[ITEMS start]
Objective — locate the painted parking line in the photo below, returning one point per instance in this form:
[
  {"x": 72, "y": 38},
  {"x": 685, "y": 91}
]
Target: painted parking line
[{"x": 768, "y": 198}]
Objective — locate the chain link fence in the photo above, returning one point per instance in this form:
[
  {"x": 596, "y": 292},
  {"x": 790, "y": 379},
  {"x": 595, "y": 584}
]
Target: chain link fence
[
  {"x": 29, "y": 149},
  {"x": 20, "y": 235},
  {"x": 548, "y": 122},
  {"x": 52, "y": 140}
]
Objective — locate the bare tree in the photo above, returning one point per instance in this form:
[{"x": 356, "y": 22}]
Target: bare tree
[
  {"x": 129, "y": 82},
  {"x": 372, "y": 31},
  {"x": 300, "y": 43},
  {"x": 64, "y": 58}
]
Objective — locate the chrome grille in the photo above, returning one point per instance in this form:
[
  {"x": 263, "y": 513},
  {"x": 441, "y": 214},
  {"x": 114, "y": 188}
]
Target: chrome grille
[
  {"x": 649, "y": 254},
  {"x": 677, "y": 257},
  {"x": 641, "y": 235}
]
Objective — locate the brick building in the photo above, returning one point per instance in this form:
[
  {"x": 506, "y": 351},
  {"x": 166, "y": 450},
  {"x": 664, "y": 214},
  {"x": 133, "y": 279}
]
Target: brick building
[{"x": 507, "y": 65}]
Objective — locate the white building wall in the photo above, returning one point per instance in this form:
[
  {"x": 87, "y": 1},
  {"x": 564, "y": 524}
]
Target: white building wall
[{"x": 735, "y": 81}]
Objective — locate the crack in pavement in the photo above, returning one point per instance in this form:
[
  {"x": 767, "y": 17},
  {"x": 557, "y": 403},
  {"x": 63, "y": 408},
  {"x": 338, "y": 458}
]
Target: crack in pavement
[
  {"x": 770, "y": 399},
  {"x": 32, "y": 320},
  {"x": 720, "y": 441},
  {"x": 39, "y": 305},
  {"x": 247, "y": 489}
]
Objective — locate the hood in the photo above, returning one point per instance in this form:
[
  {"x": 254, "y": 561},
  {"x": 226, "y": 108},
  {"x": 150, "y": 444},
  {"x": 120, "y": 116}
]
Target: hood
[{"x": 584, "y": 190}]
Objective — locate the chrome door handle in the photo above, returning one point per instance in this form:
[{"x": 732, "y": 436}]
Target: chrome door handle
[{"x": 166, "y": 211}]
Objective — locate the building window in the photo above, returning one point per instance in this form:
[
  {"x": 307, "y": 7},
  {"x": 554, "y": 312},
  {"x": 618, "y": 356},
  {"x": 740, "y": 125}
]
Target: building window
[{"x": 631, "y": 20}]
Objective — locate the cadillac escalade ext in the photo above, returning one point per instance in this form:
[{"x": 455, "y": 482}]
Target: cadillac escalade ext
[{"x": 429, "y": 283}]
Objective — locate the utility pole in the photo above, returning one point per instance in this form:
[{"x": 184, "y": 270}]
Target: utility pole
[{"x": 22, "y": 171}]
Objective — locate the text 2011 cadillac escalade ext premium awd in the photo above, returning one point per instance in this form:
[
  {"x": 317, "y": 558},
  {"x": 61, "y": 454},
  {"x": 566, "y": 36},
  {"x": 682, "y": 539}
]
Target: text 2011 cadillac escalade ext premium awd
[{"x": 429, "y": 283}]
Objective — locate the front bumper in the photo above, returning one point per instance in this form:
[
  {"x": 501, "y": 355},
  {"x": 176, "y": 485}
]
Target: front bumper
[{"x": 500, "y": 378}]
[ITEMS end]
### OBJECTIVE
Put every one of the lines above into a Markdown table with the columns Row and Line, giving each line its own numbered row and leaving out any blank lines.

### REPLY
| Row | Line |
|---|---|
| 1 | Objective — locate the painted parking line in the photo below, returning one point per instance in this form: |
| 2 | [ |
| 3 |   {"x": 72, "y": 38}, |
| 4 |   {"x": 685, "y": 91} |
| 5 | ] |
| 6 | Target: painted parking line |
| 7 | [{"x": 768, "y": 198}] |
| 8 | Objective — locate the chain link fence in the photo above, returning one point per instance in this form: |
| 9 | [ |
| 10 |   {"x": 596, "y": 292}, |
| 11 |   {"x": 790, "y": 379}, |
| 12 |   {"x": 595, "y": 584} |
| 13 | ] |
| 14 | Target: chain link fence |
| 15 | [ |
| 16 |   {"x": 29, "y": 149}, |
| 17 |   {"x": 20, "y": 235}, |
| 18 |   {"x": 548, "y": 122}, |
| 19 |   {"x": 52, "y": 140} |
| 20 | ] |
| 21 | Objective — locate the bare tree in the photo above, returning one point per instance in this form: |
| 22 | [{"x": 356, "y": 22}] |
| 23 | Target: bare tree |
| 24 | [ |
| 25 |   {"x": 129, "y": 82}, |
| 26 |   {"x": 372, "y": 31}, |
| 27 |   {"x": 300, "y": 43}, |
| 28 |   {"x": 64, "y": 58} |
| 29 | ] |
| 30 | Objective — locate the chrome grille in the photo above, returning one point per instance in this form: |
| 31 | [ |
| 32 |   {"x": 263, "y": 513}, |
| 33 |   {"x": 441, "y": 214}, |
| 34 |   {"x": 114, "y": 188} |
| 35 | ] |
| 36 | Target: chrome grille |
| 37 | [ |
| 38 |   {"x": 649, "y": 254}, |
| 39 |   {"x": 677, "y": 257}, |
| 40 |   {"x": 641, "y": 235} |
| 41 | ] |
| 42 | Objective — locate the brick building in the photo above, returning one point per instance in this form: |
| 43 | [ |
| 44 |   {"x": 506, "y": 351}, |
| 45 |   {"x": 166, "y": 450}, |
| 46 |   {"x": 664, "y": 214}, |
| 47 |   {"x": 133, "y": 279} |
| 48 | ] |
| 49 | Target: brick building |
| 50 | [{"x": 507, "y": 65}] |
| 51 | Objective — locate the white building wall in the photo above, returning one point per instance in this form: |
| 52 | [ |
| 53 |   {"x": 87, "y": 1}, |
| 54 |   {"x": 564, "y": 524} |
| 55 | ] |
| 56 | Target: white building wall |
| 57 | [{"x": 735, "y": 81}] |
| 58 | Objective — locate the crack in pavement in the photo above, returning one point per instance in this form: |
| 59 | [ |
| 60 |   {"x": 767, "y": 17}, |
| 61 |   {"x": 557, "y": 403}, |
| 62 |   {"x": 63, "y": 408}, |
| 63 |   {"x": 338, "y": 458} |
| 64 | ] |
| 65 | Target: crack in pavement |
| 66 | [ |
| 67 |   {"x": 770, "y": 399}, |
| 68 |   {"x": 32, "y": 320}, |
| 69 |   {"x": 720, "y": 441}, |
| 70 |   {"x": 39, "y": 305}, |
| 71 |   {"x": 247, "y": 489} |
| 72 | ] |
| 73 | Objective — locate the hood in the photo above, returning one point per instance in this form: |
| 74 | [ |
| 75 |   {"x": 254, "y": 561}, |
| 76 |   {"x": 226, "y": 108}, |
| 77 |   {"x": 150, "y": 444}, |
| 78 |   {"x": 120, "y": 116} |
| 79 | ] |
| 80 | Target: hood |
| 81 | [{"x": 584, "y": 190}] |
| 82 | Objective — locate the chrome door handle in the photo above, returning one point per instance in this form: |
| 83 | [{"x": 732, "y": 436}] |
| 84 | Target: chrome door handle |
| 85 | [{"x": 166, "y": 211}] |
| 86 | Objective — locate the building window in the photo above, returning one point per instance in this form: |
| 87 | [ |
| 88 |   {"x": 307, "y": 7}, |
| 89 |   {"x": 554, "y": 312}, |
| 90 |   {"x": 618, "y": 356}, |
| 91 |   {"x": 740, "y": 125} |
| 92 | ] |
| 93 | Target: building window |
| 94 | [{"x": 631, "y": 20}] |
| 95 | Objective — locate the cadillac escalade ext in the photo above, returning one point per instance in this form: |
| 96 | [{"x": 455, "y": 482}] |
| 97 | Target: cadillac escalade ext |
| 98 | [{"x": 429, "y": 283}] |
| 99 | Objective — locate the utility pole in the photo above, returning one point per instance in this form: |
| 100 | [{"x": 184, "y": 270}] |
| 101 | Target: utility pole |
| 102 | [{"x": 22, "y": 171}] |
| 103 | Objective — locate the text 2011 cadillac escalade ext premium awd in the photo above, returning one point per instance in this form: |
| 104 | [ |
| 105 |   {"x": 317, "y": 558}, |
| 106 |   {"x": 61, "y": 454}, |
| 107 |   {"x": 566, "y": 36}, |
| 108 |   {"x": 682, "y": 539} |
| 109 | ] |
| 110 | Target: text 2011 cadillac escalade ext premium awd |
| 111 | [{"x": 429, "y": 283}] |
| 112 | Objective — locate the front bumper in the photo above, returning one point per instance in this form: |
| 113 | [ |
| 114 |   {"x": 501, "y": 355}, |
| 115 |   {"x": 176, "y": 485} |
| 116 | ] |
| 117 | Target: front bumper |
| 118 | [{"x": 500, "y": 378}] |